Mexico City
Fieldwork on remote work and social change in Mexico City is primarily conducted in the alcaldía of Coyoacán, one of the city’s oldest districts and home to more than 600,000 inhabitants. The area’s diverse living environments and labour arrangements make it a rich ethnographic field, encompassing a wide range of social and economic worlds. These differences are reflected in the neighbourhood’s spatial organisation and architecture, as well as in the contrasting forms of social rootedness and economic security that shape residents’ lives—from families with long-standing ties and inherited wealth to more recent arrivals whose presence in the neighbourhood is often less permanent or more precarious. While the historic centre of Coyoacán is characterised by colonial-era villas and vecindades (tenement courtyards), many of which have housed multiple generations of the same families, the southern parts of the alcaldía contain unidades habitacionales (apartment complexes). These house students and academic staff from the Universidad Nacional Autónoma de México, as well as migrants from other parts of the country and South America.

▶ _SOURCE DATA_:
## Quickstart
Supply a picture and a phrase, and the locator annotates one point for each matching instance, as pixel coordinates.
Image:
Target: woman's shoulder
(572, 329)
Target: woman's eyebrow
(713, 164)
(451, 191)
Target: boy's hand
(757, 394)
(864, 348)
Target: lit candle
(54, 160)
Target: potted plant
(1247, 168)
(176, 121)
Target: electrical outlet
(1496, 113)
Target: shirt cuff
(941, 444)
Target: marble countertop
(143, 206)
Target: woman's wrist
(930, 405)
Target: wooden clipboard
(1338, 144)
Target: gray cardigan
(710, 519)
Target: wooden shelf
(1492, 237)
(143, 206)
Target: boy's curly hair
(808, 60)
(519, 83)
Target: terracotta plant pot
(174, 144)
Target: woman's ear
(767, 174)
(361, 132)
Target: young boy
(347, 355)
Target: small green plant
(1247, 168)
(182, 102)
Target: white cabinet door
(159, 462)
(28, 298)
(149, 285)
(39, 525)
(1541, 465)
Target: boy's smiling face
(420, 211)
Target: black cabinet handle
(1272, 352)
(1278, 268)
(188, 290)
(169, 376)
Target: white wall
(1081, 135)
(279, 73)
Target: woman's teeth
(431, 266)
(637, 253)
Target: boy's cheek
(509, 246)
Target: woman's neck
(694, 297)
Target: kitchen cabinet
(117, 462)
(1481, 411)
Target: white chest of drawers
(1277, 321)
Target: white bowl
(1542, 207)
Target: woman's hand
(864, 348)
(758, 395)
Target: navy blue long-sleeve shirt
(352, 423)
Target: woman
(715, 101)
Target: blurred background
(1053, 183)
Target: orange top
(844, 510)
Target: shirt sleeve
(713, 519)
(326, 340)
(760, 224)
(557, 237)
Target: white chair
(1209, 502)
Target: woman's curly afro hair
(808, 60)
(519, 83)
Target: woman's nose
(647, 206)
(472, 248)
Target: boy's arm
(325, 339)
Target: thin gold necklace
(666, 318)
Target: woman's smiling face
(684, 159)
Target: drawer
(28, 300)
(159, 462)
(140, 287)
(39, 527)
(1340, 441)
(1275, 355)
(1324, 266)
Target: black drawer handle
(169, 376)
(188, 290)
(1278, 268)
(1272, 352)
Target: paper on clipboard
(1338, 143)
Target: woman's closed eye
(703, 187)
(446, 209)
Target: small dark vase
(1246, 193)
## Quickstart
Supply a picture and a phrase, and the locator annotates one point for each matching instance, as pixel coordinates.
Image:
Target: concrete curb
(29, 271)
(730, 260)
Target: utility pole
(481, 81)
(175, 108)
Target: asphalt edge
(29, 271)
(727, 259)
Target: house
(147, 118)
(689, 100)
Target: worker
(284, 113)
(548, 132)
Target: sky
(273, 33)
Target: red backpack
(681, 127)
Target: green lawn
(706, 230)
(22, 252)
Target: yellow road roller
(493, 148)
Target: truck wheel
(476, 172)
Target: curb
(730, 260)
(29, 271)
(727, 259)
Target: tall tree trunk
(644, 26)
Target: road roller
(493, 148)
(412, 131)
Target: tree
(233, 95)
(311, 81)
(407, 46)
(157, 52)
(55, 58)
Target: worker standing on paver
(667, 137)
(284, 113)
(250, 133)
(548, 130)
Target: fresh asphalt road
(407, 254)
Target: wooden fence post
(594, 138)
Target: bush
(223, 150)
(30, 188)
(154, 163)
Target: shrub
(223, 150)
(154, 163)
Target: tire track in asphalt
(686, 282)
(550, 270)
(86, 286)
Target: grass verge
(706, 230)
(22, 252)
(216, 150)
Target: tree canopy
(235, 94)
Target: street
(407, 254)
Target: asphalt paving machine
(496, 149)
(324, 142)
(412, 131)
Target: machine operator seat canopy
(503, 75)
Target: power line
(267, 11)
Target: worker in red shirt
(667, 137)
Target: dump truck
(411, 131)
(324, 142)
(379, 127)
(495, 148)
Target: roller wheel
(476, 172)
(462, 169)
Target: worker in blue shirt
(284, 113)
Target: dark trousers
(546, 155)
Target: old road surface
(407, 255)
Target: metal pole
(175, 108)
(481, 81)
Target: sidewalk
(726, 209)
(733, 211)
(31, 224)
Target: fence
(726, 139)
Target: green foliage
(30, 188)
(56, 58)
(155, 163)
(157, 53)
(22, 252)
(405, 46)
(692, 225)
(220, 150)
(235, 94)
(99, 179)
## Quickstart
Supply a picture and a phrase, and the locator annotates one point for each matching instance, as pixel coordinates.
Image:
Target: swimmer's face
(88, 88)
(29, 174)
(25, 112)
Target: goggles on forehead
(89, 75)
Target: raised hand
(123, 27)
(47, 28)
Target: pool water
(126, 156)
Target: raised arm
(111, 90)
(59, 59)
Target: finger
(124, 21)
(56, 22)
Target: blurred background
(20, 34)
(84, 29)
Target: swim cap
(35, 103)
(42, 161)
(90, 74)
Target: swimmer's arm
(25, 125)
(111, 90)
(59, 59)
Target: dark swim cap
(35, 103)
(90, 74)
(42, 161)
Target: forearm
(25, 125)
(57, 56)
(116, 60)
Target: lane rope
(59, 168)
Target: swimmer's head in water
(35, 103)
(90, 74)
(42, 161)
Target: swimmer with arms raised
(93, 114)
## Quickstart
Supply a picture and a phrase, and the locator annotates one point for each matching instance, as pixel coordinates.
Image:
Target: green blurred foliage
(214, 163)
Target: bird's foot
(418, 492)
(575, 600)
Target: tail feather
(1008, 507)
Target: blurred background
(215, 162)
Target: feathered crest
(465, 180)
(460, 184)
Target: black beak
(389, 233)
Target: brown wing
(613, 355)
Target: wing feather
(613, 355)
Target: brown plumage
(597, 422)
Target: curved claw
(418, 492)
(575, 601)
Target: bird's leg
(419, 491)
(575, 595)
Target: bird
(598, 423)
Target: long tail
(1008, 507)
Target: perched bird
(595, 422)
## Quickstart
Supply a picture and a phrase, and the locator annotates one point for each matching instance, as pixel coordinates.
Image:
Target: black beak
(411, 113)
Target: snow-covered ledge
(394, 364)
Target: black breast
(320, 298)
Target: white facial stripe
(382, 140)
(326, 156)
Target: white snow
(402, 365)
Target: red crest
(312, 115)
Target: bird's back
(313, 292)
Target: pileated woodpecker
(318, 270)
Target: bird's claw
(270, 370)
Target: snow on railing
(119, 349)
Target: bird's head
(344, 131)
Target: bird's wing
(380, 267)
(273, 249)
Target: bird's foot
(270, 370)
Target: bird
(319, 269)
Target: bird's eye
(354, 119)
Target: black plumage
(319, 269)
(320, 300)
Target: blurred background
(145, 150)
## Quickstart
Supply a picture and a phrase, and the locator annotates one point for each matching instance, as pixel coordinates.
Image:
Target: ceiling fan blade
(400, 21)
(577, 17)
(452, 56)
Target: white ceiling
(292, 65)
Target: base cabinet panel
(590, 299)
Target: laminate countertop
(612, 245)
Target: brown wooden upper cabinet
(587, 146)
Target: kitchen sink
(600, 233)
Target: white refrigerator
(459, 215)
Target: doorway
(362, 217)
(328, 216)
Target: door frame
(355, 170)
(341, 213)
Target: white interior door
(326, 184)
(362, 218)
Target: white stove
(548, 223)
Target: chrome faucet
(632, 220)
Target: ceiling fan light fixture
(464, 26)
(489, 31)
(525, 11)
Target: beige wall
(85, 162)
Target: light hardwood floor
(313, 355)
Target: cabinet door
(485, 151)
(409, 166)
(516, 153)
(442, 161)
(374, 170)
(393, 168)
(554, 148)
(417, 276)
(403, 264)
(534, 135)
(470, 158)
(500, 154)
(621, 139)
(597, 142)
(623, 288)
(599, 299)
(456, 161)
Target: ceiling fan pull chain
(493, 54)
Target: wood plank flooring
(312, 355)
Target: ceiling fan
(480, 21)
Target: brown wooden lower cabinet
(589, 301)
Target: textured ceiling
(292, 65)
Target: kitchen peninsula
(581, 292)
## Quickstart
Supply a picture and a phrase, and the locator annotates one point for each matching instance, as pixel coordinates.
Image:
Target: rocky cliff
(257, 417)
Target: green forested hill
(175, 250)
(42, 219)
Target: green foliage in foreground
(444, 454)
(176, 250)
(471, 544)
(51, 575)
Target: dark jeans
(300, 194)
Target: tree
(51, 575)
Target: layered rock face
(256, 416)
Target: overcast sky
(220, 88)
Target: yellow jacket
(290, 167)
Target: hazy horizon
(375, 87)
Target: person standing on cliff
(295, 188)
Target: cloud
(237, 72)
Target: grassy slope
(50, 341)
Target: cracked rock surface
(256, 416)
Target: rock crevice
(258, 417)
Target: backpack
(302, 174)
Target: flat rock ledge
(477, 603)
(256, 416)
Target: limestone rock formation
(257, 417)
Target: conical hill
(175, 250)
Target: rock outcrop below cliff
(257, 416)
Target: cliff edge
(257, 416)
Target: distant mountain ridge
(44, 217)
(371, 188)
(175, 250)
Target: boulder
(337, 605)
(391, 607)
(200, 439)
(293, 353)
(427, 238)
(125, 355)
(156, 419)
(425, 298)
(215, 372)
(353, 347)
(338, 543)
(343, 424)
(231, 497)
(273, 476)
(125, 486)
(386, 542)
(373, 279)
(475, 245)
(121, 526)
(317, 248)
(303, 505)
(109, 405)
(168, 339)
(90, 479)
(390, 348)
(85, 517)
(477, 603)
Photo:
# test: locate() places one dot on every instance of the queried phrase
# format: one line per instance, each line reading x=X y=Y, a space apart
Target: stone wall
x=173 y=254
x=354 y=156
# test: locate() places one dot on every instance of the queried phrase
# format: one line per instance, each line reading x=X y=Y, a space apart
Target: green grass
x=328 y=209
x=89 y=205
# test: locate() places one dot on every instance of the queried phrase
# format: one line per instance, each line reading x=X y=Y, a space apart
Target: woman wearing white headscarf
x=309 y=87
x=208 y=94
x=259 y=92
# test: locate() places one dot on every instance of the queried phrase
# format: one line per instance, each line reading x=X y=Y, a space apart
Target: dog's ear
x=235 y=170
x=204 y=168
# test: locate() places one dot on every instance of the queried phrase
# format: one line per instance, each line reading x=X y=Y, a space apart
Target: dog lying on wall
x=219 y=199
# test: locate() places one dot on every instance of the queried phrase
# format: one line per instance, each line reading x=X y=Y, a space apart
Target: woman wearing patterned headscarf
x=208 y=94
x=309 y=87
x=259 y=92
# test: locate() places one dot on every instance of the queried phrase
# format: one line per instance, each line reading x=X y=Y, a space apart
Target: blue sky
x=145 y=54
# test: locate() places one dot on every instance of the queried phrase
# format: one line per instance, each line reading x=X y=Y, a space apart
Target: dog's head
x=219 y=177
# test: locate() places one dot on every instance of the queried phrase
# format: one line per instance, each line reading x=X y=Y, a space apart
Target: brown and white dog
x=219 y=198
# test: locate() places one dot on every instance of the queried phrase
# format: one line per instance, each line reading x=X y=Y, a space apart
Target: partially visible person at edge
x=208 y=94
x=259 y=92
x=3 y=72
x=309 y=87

▶ _TASKS TO COMPLETE_:
[1] Answer each question from the text on Mexico City fieldwork, one answer per line, marked as below.
(a) How many inhabitants does the alcaldía of Coyoacán have?
(b) What kinds of housing characterize the historic center of Coyoacán?
(c) Who lives in the unidades habitacionales in the southern parts of the alcaldía?
[2] Summarize the text on Mexico City fieldwork in two sentences.
[3] Extend the text on Mexico City fieldwork, continuing from its final sentence.

▶ _PER-TASK OUTPUTS_:
[1]
(a) More than 600,000.
(b) Colonial-era villas and vecindades (tenement courtyards), many of which have housed multiple generations of the same families.
(c) Students and academic staff from the Universidad Nacional Autónoma de México, as well as migrants from other parts of the country and South America.

[2] Fieldwork on remote work and social change in Mexico City is conducted mainly in Coyoacán, one of the city's oldest districts, whose diverse living environments and labor arrangements make it a rich ethnographic field. Its differences in rootedness and economic security appear in its spatial organization, from the colonial-era villas and vecindades of the historic center to the apartment complexes in the south that house university students, academic staff and migrants.

[3]
Fieldwork in Coyoacán is conducted in the midst of local preparations for the FIFA World Cup, during which substantial public and private investment has been directed toward the renovation of the Estadio Azteca, located within the alcaldía itself. Alongside this infrastructural redevelopment, preparations for the tournament have contributed to broader processes of urban restructuring and the displacement of street workers. These transformations unfold within a wider geopolitical context shaped by Trump-era “war on drugs” interventions in the region, which have intensified international attention on Mexico and heightened public discourse surrounding security, migration and organised crime.
In Coyoacán, these global dynamics intersect with longstanding local inequalities rooted in colonial patterns of class and spatial segregation. Rising rents and increasing living costs - exacerbated by the enormous expenditures associated with the World Cup, gentrification, and post-COVID inflation - have intensified existing socio-economic divides in the neighborhood. As the overall cost of living increases, wealthier and predominantly “whitexican” residents increasingly concentrate in the historic centre of Coyoacán and its surroundings, while lower-income residents, migrants, and more precarious communities are progressively displaced toward the southern and peripheral areas of the neighbourhood.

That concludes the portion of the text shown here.